■ **Task instructions**
[1] In the scam discussion, why do many people in India who lost money not file a police complaint?
[2] Copy the scam discussion word for word between "Australian financial advisor" and "and pastures new’.", inclusive.
[3] Write what comes next in the discussion of scams, starting right after its last sentence.

■ **Exercise text**
§

It’s not about fooling somebody: scams work by jamming the emotions so that people suspend their better judgment. I hate to say it, but most of us are susceptible in one way or another, though this typically expresses itself in matters of the heart. True, old age can play a role, but there are also a variety of victim-types. Some are addicted to wishful thinking. Others seem to think that success is a result of strength of will or intensity of faith, as opposed to a meeting of skilled effort and the facts on the ground.

Anyway, a lot of the scammers apparently don’t think very hard about the mechanics of their methods, which is why reverse-scams are possible.

Here in India , there are lot of nigerians getting caught every week ( when they come to collect installments of processing fee). It is regular news here. Lots of people who lost money do not file any police complaint,since they will be branded suckers.
It is a pity how some supposedly intelligent people get caught in this. One man founded , and headed a consumer rights organisations for almost 3 decades. But all the reputation he built crumbled one day, when he used the organsation money , in the get rich quick scheme to help a friend. :eek:

Australian financial advisor banned for life for losing $700000 of someone else’s money to a Nigerian scam.

http://www.moneymanagement.com.au/Article.aspx?ArticleID=227653

If no one was ever fooled by the Nigerian scams then there wouldn’t be any. The scammers would move on to ‘fresh woods and pastures new’.

It’s the same principle as spam. For every million you send out you only need a few to hit the target. It costs them nothing to send the emails.

§

■ **Records supplied**
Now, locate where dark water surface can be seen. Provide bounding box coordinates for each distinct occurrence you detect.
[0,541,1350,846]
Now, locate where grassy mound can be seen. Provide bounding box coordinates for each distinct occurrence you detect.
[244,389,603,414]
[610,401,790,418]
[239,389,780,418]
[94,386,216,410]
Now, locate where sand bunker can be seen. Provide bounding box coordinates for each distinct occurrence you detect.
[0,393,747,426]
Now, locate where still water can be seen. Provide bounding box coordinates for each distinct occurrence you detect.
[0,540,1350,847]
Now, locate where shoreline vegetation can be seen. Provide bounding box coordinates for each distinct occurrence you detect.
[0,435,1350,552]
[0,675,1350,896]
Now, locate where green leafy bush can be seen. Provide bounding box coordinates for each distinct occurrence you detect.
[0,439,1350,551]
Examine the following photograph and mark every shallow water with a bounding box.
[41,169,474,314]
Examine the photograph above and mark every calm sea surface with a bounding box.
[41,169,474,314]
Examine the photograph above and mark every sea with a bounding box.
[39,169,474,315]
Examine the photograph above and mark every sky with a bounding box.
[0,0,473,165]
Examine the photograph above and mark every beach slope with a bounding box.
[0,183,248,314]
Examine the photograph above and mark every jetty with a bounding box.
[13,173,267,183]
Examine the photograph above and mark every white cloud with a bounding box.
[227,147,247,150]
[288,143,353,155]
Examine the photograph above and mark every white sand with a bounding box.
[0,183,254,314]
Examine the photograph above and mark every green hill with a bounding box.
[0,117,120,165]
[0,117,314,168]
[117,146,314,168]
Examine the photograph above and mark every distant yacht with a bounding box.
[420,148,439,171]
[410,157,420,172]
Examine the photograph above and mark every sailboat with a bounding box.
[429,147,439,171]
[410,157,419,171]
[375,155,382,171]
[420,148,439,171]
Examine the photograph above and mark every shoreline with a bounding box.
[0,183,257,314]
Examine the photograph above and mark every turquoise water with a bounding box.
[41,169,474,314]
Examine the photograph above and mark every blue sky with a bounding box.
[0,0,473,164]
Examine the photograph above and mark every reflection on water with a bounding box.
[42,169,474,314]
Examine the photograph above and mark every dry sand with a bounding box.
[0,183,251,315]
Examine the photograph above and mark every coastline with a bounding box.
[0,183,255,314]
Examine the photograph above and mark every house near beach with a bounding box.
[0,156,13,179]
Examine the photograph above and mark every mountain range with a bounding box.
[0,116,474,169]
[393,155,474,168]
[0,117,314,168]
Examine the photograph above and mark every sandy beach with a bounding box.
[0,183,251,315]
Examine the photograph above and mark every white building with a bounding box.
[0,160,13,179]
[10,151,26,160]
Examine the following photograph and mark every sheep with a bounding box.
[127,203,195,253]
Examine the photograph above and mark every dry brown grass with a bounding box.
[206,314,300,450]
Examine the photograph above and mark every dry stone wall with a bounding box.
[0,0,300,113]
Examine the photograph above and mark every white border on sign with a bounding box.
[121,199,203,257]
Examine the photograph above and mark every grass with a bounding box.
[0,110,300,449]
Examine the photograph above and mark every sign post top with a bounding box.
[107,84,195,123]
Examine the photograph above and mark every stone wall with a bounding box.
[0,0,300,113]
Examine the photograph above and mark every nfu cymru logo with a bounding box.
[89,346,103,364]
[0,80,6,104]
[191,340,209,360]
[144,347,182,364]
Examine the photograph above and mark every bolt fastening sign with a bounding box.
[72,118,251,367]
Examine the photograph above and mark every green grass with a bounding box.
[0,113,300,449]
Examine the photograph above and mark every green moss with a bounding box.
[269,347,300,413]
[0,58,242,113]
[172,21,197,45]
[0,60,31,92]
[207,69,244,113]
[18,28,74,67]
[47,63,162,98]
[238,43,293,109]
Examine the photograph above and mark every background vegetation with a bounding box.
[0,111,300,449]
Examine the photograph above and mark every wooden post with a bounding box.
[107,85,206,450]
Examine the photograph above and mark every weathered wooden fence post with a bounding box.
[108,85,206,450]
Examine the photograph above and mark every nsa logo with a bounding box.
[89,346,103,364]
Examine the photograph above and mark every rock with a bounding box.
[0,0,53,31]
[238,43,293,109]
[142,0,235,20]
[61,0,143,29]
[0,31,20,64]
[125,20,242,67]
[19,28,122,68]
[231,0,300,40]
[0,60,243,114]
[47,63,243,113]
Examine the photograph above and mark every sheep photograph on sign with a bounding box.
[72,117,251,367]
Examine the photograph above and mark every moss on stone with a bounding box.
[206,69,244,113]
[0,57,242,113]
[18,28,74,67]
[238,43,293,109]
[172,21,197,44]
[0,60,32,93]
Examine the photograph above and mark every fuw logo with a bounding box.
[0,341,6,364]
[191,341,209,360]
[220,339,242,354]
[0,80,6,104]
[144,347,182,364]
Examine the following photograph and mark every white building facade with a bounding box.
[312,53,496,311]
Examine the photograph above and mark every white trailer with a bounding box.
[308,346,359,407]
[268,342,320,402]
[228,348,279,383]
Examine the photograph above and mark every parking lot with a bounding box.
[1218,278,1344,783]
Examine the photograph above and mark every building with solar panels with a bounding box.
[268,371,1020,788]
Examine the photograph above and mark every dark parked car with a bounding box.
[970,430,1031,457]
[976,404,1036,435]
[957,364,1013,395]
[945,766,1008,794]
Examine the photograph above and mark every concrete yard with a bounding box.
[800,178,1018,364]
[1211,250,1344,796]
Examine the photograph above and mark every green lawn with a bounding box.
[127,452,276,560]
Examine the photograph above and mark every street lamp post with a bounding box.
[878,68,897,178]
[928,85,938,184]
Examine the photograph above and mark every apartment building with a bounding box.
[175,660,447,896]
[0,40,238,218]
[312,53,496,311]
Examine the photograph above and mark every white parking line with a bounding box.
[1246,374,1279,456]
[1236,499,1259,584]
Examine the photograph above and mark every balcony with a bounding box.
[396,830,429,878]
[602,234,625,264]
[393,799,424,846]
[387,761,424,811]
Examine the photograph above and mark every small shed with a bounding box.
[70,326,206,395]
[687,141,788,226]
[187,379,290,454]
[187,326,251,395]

§

■ **Answers by item number**
[1] They don't want to be branded suckers.

[2]
Australian financial advisor banned for life for losing $700000 of someone else’s money to a Nigerian scam.

http://www.moneymanagement.com.au/Article.aspx?ArticleID=227653

If no one was ever fooled by the Nigerian scams then there wouldn’t be any. The scammers would move on to ‘fresh woods and pastures new’.

[3]
I didn’t try to cash it. I handed it to a teller and asked her if it was real or fake. As soon as she saw the serial number of the check she knew it was fake. I told her that I was screwing with a Nigerian scammer and she handed the check back and said have fun and that I should report the scammer to the FBI.

It wasn’t email, but the husband of a good friend of my wife’s get caught by a snail male scam sent in 1990 or so. He has an upper first class degree from Oxford! However he also has had MS for several decades and my physician daughter-in-law says the disease can have cognitive effects. He got his wife to sign a mortgage application somehow and actually went to Africa. To the end he refused to believe that it was a scam. His wife divorced him to save her own savings. They eventually got back together again and are living on his pension (that cannot be touched); he has been declared financially incompetent and she has complete power of attorney over finances. They sold their house in Montreal and moved into a small house in a small town in Ontario near where their daughter used to live.

My first rule of investing is: if something seems too good to be true, it almost surely is.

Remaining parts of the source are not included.